Extract every line in the three blocks below that contains the string "surface", and reproduce each such line in full.

# Working data

════════

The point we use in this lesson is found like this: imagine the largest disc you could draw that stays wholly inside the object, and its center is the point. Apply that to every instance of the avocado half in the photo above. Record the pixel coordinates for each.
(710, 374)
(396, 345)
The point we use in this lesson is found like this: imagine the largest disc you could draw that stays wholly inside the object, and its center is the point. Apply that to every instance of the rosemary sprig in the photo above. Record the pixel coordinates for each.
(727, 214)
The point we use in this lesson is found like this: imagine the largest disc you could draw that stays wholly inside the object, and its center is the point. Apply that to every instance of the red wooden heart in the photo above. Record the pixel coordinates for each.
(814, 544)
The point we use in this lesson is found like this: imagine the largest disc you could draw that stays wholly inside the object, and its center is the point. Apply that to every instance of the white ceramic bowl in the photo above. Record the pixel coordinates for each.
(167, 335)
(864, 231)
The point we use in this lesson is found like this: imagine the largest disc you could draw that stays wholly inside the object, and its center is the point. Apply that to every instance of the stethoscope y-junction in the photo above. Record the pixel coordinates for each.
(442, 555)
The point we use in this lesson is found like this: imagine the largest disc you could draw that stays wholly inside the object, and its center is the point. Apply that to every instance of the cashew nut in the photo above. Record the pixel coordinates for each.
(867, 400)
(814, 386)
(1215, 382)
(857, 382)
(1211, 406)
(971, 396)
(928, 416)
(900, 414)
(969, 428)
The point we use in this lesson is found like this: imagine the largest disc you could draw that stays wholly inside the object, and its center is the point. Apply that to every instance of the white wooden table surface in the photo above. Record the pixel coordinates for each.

════════

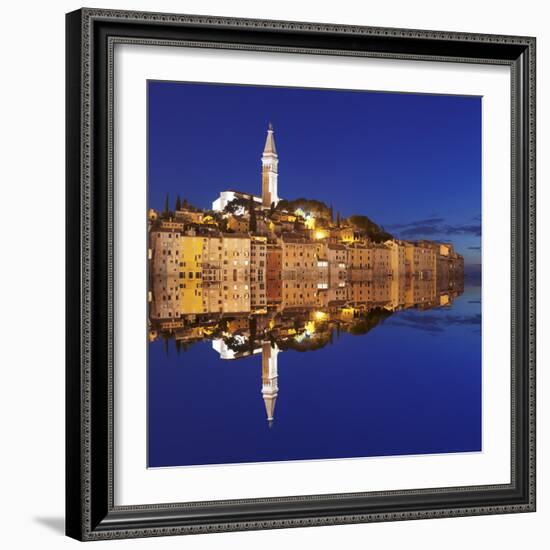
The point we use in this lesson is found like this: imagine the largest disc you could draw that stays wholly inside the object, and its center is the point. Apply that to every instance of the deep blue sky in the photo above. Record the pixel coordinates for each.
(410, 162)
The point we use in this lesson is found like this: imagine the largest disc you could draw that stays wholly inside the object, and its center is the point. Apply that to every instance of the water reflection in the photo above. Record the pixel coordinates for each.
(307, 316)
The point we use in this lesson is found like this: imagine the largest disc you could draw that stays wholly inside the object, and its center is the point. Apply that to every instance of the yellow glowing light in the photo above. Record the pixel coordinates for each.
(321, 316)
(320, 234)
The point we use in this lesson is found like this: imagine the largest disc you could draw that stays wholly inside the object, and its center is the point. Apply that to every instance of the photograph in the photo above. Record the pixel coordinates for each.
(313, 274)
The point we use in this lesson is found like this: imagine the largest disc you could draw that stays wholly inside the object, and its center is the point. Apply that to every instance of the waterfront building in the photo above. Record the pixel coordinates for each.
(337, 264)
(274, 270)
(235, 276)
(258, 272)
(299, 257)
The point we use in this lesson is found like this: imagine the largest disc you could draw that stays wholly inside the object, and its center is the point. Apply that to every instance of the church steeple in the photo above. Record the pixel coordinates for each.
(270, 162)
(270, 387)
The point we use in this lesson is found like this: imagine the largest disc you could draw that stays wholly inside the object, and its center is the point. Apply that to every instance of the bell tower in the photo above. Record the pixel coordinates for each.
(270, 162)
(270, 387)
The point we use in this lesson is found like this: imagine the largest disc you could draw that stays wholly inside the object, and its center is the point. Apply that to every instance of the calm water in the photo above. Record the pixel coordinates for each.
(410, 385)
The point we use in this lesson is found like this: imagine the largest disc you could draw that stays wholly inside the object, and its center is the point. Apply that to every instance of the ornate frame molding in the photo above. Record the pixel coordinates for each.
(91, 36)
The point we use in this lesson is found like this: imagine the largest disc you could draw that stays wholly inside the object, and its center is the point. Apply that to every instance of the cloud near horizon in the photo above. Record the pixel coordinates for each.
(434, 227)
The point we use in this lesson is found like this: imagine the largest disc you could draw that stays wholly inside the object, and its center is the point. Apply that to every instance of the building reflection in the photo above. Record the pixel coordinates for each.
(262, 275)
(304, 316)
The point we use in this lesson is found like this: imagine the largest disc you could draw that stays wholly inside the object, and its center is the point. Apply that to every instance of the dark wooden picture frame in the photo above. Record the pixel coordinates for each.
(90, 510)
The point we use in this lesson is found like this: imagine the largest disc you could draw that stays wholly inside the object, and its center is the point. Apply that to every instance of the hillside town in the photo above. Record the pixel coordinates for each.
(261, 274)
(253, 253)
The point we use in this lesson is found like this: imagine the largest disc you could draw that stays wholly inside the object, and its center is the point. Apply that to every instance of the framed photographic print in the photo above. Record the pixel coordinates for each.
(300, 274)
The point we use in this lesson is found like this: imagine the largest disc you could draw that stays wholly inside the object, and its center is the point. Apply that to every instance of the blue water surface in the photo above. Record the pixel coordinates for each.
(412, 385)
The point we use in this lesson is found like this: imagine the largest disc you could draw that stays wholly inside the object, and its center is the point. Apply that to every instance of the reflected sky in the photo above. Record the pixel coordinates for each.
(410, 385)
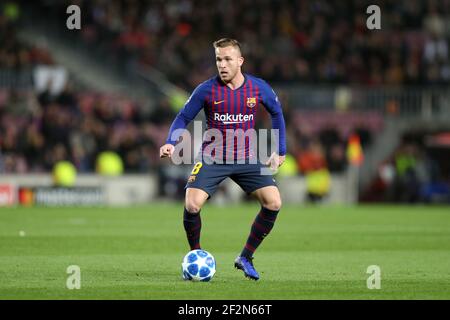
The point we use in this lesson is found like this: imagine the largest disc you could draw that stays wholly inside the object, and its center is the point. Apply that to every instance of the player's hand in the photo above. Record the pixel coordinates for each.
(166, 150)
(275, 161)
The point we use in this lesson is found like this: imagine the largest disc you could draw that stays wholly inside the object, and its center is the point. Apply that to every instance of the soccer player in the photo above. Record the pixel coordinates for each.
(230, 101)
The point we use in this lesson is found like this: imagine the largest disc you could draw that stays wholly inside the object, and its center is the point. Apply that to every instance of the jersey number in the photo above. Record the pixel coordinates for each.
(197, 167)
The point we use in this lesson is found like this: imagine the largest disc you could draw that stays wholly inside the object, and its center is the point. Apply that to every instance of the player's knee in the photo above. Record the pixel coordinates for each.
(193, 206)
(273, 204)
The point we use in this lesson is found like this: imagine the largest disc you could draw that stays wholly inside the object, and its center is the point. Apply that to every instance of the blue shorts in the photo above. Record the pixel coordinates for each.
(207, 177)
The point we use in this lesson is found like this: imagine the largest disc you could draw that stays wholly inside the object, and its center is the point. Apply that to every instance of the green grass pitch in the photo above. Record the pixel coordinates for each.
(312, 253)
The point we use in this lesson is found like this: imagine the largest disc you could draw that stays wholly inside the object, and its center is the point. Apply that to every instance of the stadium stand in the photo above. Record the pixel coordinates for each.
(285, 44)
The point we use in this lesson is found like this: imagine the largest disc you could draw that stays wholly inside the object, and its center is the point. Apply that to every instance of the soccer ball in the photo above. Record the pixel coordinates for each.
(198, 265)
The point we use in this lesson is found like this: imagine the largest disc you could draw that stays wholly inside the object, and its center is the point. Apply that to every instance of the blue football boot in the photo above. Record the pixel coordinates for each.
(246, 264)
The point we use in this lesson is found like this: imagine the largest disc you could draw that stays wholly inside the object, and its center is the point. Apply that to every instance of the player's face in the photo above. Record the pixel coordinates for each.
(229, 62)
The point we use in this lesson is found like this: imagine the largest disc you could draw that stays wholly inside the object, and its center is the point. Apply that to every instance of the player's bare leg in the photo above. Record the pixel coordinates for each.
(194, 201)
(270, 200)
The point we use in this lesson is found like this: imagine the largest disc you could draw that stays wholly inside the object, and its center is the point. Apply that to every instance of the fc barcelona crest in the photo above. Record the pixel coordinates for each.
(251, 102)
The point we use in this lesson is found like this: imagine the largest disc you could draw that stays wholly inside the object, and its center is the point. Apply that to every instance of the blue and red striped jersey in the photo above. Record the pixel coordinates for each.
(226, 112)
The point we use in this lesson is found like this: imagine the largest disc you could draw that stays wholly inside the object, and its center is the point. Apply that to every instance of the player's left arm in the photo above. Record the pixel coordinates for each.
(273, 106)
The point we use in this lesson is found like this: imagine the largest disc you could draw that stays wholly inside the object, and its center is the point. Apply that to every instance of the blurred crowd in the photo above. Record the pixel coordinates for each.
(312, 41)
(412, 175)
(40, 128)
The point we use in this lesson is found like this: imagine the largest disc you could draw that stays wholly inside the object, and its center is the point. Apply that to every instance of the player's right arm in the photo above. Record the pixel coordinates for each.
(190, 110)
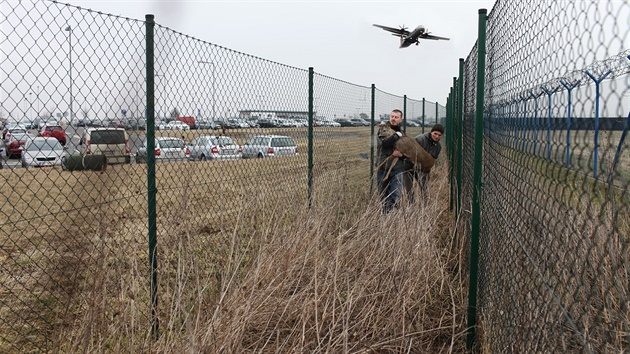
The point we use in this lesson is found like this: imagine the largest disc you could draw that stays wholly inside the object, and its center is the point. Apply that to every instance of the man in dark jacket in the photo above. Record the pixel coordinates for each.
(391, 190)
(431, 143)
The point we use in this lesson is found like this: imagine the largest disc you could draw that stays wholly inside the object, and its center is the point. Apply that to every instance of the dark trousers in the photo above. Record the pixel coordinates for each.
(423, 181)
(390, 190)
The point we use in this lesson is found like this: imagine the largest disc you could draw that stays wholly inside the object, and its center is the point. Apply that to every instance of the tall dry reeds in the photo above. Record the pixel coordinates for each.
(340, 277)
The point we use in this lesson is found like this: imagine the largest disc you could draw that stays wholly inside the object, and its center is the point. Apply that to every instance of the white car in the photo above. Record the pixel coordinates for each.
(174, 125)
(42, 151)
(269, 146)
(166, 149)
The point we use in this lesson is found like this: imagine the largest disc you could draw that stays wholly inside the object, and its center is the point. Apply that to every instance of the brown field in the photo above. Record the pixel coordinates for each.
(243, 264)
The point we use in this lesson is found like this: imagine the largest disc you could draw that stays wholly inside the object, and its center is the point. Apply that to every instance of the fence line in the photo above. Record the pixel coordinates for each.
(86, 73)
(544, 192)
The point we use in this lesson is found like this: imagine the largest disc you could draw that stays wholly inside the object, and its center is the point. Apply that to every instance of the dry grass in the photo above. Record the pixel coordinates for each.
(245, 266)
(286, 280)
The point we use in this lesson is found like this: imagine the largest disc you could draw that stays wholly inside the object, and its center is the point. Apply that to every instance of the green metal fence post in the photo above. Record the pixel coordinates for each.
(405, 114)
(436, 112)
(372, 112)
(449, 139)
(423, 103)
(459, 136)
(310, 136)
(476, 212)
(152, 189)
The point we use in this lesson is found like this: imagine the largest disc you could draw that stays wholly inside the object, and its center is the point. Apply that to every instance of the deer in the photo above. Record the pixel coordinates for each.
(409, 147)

════════

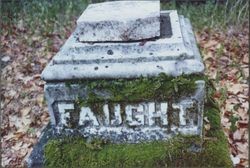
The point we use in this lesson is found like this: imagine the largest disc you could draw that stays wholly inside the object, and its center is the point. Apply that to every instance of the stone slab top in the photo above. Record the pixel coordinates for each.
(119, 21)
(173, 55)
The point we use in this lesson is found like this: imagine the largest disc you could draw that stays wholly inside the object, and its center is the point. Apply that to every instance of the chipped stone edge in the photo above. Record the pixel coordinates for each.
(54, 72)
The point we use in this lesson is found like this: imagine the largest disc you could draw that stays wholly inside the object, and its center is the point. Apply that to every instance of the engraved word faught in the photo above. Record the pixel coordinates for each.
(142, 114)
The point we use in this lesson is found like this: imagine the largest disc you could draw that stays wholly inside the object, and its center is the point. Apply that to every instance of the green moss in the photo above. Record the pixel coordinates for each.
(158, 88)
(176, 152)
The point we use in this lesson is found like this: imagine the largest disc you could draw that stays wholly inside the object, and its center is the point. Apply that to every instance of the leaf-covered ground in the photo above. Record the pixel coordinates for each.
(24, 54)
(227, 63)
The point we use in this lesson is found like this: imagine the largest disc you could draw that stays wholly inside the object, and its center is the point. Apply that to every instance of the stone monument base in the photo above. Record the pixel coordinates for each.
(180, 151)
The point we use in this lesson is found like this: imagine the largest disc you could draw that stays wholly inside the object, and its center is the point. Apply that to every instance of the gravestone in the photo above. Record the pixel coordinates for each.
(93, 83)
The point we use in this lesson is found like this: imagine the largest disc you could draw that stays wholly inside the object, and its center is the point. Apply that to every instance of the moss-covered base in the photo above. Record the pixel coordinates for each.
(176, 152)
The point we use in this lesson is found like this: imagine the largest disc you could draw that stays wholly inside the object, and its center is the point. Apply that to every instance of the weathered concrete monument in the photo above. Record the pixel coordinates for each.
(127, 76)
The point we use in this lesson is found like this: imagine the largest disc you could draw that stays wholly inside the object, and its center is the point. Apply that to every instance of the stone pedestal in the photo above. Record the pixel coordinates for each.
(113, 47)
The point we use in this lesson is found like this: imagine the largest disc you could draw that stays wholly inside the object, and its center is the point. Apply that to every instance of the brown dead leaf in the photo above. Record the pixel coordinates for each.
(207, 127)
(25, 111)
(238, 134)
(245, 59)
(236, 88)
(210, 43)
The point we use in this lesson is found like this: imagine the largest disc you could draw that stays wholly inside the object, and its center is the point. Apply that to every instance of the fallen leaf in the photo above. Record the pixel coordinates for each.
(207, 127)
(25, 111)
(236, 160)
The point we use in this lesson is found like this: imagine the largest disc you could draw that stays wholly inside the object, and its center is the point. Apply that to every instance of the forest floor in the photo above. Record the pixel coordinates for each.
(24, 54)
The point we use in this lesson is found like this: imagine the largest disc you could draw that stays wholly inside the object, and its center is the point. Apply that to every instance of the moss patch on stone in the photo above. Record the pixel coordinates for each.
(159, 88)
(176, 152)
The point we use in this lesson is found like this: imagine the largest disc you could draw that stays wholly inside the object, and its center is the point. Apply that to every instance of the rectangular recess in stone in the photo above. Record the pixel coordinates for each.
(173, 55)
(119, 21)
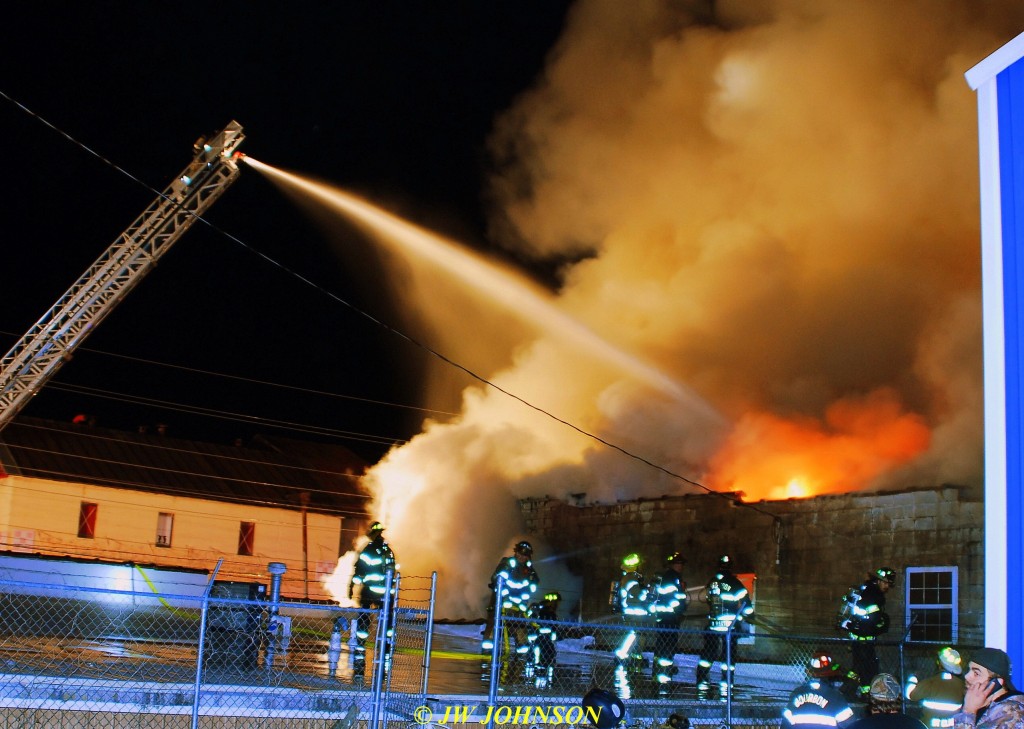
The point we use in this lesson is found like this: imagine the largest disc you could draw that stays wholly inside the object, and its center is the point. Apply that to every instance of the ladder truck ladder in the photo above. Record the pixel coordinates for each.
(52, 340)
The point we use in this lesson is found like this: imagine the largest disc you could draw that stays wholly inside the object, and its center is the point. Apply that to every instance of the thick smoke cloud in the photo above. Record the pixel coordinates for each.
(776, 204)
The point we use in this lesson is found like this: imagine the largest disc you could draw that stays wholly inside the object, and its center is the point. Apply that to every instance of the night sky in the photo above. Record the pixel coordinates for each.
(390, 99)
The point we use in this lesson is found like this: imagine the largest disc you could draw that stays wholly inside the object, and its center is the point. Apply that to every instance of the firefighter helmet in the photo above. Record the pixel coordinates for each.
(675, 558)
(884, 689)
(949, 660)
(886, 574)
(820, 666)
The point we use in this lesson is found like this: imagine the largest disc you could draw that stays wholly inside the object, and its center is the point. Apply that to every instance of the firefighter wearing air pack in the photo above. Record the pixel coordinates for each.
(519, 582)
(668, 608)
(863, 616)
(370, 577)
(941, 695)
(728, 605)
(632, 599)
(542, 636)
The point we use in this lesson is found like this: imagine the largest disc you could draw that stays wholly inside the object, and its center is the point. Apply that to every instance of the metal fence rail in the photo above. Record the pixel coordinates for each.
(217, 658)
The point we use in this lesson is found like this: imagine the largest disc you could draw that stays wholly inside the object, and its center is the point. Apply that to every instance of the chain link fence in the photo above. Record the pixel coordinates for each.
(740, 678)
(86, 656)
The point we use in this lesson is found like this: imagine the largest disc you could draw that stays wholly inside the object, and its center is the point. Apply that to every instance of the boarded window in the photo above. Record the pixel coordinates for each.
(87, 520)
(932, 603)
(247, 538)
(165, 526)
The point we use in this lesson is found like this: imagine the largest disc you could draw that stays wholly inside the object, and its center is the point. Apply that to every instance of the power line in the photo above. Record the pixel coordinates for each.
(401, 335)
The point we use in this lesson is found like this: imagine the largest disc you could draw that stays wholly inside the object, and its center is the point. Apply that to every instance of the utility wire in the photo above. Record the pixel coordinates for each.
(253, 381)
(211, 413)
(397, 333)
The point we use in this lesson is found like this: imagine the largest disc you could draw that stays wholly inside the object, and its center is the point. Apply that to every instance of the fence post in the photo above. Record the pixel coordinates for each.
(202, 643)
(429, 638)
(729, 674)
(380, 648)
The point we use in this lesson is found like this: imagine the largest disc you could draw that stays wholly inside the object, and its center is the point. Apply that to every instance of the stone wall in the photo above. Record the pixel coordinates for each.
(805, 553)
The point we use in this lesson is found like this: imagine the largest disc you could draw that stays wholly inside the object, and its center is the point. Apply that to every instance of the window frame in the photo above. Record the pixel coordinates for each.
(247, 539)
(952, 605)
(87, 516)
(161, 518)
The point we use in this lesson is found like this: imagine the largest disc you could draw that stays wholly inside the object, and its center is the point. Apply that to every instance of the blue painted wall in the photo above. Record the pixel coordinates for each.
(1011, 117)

════════

# Complete answer
The point we use in this lesson is found like this: imagine the largest disc you could draw that stays wholly inside the object, and its center is the point. Apply that to every instance of the white wooden table surface in the photo above. Record the pixel coordinates for each.
The point we use in this lesson is found like this: imagine the largest disc you could draw that stays wholly inside the object, and its center is the point. Apply that to every instance of the blue water surface in the photo above. Record the pixel coordinates for each.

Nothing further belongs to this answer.